| What to produce |
Each line from the one that contains "Drop a marker on every instance of the shrub" to the end of the material must be set down exactly, and no line before it.

| Records provided |
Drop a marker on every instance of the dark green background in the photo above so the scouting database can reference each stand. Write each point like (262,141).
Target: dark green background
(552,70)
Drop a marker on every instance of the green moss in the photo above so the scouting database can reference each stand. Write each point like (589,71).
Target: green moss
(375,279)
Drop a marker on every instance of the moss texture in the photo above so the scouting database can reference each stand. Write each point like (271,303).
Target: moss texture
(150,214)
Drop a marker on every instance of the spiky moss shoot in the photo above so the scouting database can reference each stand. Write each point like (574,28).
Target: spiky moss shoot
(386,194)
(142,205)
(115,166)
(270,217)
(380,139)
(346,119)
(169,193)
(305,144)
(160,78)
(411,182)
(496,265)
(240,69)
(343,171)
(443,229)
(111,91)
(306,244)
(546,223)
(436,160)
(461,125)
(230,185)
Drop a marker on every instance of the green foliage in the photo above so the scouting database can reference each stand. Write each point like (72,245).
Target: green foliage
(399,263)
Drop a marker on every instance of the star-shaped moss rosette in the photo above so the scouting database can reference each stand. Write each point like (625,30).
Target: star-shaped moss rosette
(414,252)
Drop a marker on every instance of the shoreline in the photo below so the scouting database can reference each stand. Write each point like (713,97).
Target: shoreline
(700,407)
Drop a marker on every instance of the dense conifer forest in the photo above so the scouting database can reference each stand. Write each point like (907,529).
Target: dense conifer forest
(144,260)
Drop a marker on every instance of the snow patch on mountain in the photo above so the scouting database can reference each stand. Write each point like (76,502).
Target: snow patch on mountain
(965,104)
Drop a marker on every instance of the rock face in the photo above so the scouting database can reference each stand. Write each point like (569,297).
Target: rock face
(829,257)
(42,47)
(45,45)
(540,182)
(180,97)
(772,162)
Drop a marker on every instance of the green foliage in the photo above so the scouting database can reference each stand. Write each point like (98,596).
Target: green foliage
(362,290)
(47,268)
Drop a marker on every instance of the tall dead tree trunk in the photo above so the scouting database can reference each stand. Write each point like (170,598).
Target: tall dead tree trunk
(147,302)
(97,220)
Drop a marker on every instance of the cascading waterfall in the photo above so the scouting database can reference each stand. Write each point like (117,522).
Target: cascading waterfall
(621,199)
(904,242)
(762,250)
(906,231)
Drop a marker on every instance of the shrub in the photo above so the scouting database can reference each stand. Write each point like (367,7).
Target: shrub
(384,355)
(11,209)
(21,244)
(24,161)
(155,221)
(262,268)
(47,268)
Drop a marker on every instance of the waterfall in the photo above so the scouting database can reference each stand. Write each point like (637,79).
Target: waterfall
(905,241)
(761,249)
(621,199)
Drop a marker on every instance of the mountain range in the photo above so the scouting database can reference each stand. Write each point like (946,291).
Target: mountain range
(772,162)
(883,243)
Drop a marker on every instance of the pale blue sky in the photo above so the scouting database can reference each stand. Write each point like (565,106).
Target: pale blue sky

| Task answer |
Drop a marker on every instance of the shrub in the photo above so the scouting database can reference each stand. Write each point like (367,7).
Target: shrub
(384,355)
(11,209)
(21,244)
(24,161)
(155,221)
(262,268)
(47,268)
Drop a marker on every instance of the waterfall in the photo above so the scouting database can reference each stand. Write each point like (637,79).
Target: waterfall
(905,241)
(761,249)
(621,199)
Drop a marker on every instance of the mountain range in the photo above so the scouting database can reference each stand. Write each point like (946,291).
Target: mountain range
(772,162)
(883,243)
Drop a marker on every instance of the pale blue sky in the photo above so the scouting database can reference each stand. Write each point like (565,106).
Target: pale blue sky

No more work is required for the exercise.